▶ [TEXT EXCERPT]
——
Bad results when retraining ESRGAN from scratch and retrain with pre-train weights

ducnzo commented 3 months ago

Hi team members and everyone, First of all, thanks for interesting git. I have some problems that are detailed below:

Train from scratch. I'm attempting to train ESRGAN from scratch using Cliploss, but the results are as poor as the picture given in detail in the link. At 260000th iter, it turns purple and black.

e11d9d525397f7c9ae8610

Train with pre-trained weights. I utilized net_d and net_g weights as pre-train weights to train ESRGAN model using Cliploss. However, the situation appears to be growing worse. The best measurement is always obtained in the first 1000 iterations.

45d4cff84a3dee63b72c18

Detailed configuration
- Dataset consists of 2500 LR-HR pairs (Sentinel 10m - GG Satellite 2.5m)
- Config cliploss_esrgan_s2naip_urban.yml
- Number of images input: 8 images
- GPU 1660 Super 6GB, Batch size = 6
- Valid each 1000 iters

I have some questions.

Why does training from scratch provide such poor results?
Why does training with pre-trained weights seem to go worse as you trainmore?
Could you perhaps provide me some recommendations on how to address the aforesaid problem?
And the last question: What is your hardware configuration to successfully train the S2-NAIP model and how long is the training time?

Thank you all for your supports

piperwolters commented 3 months ago

Hi, thanks for your interest in our work!
——
▶ [WORK REQUIRED] Transcribe the part of the ESRGAN training thread starting at "- Config cliploss_esrgan_s2naip_urban.yml" and ending at "the aforesaid problem?". The records that come next are not needed.
——
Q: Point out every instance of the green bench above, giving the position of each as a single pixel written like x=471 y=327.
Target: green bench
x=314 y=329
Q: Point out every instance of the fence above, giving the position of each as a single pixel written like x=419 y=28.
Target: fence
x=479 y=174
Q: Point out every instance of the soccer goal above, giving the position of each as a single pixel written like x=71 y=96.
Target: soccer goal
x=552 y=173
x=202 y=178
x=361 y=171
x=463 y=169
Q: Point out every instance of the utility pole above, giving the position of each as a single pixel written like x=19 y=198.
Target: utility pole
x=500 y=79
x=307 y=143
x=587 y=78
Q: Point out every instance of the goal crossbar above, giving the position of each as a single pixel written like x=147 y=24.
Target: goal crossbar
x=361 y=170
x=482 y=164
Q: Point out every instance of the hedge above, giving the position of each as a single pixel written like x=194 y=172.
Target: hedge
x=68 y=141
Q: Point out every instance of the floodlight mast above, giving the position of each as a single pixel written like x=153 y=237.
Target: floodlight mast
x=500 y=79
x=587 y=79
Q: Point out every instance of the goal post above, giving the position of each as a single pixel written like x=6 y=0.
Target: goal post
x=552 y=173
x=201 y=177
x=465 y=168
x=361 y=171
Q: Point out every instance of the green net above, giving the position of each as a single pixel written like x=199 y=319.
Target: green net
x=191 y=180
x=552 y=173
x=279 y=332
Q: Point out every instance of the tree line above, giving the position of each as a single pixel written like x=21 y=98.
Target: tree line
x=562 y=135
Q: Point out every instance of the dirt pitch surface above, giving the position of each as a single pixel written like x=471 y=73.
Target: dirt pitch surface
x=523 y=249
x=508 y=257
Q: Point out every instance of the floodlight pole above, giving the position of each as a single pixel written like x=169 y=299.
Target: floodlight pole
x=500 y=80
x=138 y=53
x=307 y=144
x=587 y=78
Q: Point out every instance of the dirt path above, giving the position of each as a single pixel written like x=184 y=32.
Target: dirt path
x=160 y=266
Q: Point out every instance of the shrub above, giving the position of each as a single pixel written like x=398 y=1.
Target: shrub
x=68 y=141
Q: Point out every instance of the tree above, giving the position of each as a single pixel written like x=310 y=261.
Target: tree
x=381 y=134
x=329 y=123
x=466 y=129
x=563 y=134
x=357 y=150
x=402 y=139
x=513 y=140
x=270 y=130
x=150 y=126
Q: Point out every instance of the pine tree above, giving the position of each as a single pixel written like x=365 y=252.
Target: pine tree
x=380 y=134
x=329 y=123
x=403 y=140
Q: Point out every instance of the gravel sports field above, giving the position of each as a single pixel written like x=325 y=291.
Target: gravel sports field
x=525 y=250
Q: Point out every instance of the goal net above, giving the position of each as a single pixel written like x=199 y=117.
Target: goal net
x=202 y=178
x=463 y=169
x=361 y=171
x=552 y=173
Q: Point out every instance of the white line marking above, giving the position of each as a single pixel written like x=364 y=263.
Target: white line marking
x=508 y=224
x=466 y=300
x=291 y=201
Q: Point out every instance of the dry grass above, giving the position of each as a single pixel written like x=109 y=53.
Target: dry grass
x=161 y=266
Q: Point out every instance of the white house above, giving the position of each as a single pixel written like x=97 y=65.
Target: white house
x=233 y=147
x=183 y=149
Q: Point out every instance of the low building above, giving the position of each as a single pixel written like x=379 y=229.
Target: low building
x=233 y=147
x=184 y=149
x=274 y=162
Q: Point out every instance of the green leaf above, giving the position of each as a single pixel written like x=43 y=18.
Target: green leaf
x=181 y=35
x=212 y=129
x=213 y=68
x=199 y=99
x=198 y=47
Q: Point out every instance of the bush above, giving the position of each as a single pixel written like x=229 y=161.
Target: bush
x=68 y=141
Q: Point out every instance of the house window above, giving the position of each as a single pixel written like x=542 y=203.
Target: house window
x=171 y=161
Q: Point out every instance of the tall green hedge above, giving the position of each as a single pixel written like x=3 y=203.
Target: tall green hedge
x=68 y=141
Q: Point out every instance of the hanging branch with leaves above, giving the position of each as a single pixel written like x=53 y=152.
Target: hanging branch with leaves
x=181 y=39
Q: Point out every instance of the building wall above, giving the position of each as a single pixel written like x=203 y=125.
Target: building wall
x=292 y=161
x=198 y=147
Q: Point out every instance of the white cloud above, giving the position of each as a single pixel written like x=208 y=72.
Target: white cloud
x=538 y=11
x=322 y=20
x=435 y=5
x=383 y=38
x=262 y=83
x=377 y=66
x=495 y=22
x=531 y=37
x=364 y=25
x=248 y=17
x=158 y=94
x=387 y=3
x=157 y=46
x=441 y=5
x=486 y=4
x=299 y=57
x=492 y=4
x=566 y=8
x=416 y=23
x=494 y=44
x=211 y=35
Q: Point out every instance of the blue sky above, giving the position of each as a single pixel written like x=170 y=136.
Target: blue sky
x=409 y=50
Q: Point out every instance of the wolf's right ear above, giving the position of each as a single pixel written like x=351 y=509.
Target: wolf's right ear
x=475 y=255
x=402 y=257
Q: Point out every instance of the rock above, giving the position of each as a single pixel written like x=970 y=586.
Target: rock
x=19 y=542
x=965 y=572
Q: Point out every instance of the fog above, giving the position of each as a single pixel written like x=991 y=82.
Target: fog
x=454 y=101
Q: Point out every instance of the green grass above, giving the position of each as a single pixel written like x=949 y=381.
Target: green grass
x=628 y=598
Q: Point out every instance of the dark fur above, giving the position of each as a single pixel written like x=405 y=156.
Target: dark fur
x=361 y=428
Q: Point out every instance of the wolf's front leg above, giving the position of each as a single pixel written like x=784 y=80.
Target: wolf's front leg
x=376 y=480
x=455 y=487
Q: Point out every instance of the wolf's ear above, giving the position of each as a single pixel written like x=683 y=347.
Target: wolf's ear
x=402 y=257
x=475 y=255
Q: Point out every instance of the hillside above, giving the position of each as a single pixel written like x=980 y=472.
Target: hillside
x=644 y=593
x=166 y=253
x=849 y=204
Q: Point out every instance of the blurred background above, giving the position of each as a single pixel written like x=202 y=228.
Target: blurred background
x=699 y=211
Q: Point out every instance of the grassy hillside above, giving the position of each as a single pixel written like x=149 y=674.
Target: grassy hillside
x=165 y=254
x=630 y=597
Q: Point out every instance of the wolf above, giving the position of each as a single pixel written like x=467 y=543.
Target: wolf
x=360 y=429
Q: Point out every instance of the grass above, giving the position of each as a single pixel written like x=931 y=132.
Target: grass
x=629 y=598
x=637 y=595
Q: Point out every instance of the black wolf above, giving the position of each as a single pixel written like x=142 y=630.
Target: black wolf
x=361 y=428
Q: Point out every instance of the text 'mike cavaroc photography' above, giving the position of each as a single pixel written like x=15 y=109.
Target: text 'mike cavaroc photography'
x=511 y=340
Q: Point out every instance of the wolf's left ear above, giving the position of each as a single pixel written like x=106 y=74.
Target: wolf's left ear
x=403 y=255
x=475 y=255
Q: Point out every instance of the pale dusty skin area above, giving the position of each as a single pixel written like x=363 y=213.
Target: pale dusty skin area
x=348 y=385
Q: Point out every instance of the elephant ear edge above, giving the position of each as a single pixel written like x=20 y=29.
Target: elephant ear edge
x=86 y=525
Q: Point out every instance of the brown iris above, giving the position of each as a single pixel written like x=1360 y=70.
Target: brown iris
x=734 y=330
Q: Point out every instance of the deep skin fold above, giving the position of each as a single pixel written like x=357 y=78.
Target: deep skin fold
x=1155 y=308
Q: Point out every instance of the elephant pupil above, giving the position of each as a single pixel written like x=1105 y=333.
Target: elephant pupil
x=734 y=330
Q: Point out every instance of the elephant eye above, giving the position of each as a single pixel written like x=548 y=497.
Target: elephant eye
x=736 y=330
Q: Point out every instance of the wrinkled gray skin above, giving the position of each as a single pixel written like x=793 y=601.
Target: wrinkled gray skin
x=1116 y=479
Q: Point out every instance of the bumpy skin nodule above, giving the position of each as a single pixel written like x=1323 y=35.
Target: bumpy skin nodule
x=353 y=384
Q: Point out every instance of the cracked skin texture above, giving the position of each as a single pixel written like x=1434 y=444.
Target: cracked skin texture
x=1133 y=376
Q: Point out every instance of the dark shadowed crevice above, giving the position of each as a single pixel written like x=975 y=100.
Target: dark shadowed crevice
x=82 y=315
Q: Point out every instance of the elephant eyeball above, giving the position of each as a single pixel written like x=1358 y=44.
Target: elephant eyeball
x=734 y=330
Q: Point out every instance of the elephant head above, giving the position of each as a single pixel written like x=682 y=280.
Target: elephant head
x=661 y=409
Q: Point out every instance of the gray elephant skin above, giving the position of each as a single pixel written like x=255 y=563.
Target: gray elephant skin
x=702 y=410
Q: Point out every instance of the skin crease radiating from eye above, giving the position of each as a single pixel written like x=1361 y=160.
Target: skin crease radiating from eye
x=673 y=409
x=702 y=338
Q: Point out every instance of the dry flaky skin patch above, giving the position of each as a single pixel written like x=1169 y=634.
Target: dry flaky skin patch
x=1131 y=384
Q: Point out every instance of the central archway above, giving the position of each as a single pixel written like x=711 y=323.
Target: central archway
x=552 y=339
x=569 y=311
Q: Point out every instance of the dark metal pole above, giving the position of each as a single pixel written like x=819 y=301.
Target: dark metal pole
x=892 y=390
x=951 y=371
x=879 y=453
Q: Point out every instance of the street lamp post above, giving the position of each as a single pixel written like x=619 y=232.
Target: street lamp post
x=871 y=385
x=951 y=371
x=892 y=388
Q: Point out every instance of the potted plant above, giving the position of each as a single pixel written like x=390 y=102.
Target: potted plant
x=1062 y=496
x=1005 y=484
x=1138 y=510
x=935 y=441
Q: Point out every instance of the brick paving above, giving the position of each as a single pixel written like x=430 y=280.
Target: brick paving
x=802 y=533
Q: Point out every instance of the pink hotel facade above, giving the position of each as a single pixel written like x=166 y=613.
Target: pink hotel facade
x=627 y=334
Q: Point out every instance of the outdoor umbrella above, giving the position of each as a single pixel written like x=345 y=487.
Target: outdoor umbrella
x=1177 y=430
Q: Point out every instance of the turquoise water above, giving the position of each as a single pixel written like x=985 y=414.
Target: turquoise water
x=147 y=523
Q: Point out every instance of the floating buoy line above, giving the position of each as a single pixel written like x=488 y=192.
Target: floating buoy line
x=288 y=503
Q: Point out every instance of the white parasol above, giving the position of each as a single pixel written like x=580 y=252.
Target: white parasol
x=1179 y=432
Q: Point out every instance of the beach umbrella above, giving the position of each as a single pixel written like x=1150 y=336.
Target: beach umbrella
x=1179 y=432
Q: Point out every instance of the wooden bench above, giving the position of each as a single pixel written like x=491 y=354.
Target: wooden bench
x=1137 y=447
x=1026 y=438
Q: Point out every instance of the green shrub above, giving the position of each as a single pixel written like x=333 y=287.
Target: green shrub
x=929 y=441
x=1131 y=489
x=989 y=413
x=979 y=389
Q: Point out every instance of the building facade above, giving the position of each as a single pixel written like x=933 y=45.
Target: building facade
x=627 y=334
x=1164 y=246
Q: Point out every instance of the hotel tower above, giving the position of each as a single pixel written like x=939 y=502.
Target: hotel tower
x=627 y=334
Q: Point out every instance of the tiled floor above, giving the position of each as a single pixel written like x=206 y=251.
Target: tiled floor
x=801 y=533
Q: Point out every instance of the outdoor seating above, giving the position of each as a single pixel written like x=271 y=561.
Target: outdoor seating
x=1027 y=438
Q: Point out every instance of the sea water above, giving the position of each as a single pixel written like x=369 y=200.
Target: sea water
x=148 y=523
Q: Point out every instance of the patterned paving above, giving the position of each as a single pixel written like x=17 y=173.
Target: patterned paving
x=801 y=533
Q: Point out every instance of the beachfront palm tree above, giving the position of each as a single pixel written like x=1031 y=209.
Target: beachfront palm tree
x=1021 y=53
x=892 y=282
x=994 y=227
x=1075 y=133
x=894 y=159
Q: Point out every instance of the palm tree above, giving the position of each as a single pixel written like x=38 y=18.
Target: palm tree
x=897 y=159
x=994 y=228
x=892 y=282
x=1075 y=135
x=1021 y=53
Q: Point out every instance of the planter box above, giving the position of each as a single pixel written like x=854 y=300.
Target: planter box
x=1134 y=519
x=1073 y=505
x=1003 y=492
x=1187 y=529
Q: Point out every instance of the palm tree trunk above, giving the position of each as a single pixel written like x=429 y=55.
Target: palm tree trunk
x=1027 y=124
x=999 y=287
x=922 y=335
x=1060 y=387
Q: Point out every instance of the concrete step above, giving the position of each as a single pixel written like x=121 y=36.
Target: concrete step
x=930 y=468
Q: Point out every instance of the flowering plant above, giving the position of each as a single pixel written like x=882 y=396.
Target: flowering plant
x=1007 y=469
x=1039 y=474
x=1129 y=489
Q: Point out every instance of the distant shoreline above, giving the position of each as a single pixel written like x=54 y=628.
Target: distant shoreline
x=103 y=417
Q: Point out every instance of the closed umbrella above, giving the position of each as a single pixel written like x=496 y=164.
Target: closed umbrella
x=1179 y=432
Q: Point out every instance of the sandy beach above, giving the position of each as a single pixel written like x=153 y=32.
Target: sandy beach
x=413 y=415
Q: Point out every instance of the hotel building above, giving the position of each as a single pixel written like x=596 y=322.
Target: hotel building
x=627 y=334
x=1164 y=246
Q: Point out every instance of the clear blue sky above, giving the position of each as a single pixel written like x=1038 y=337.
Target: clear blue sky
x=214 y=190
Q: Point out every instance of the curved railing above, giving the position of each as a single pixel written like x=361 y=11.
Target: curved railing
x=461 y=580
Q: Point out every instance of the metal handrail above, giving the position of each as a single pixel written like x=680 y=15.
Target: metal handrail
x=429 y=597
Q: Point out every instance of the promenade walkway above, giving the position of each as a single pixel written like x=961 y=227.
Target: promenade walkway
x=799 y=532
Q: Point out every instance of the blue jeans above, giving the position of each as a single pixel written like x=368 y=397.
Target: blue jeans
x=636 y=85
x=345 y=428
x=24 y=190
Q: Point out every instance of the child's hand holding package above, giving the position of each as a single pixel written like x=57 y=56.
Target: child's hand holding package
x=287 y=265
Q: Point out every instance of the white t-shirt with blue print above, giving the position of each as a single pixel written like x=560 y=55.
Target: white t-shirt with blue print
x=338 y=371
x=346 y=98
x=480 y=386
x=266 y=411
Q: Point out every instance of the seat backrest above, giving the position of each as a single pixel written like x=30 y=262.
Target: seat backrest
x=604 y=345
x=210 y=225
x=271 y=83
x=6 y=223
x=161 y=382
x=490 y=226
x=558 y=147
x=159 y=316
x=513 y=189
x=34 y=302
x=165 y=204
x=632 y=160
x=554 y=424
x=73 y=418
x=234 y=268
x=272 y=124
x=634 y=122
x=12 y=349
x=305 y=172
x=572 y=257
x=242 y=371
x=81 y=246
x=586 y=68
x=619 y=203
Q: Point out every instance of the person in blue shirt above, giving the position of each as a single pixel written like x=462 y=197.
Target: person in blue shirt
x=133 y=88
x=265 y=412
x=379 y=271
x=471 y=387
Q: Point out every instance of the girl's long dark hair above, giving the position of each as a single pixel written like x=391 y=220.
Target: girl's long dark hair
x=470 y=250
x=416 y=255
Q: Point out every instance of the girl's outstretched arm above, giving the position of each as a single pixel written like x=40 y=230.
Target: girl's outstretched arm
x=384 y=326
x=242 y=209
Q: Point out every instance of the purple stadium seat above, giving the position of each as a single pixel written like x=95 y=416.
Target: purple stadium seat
——
▶ [SOLUTION TO THE EXERCISE]
- Config cliploss_esrgan_s2naip_urban.yml
- Number of images input: 8 images
- GPU 1660 Super 6GB, Batch size = 6
- Valid each 1000 iters

I have some questions.

Why does training from scratch provide such poor results?
Why does training with pre-trained weights seem to go worse as you trainmore?
Could you perhaps provide me some recommendations on how to address the aforesaid problem?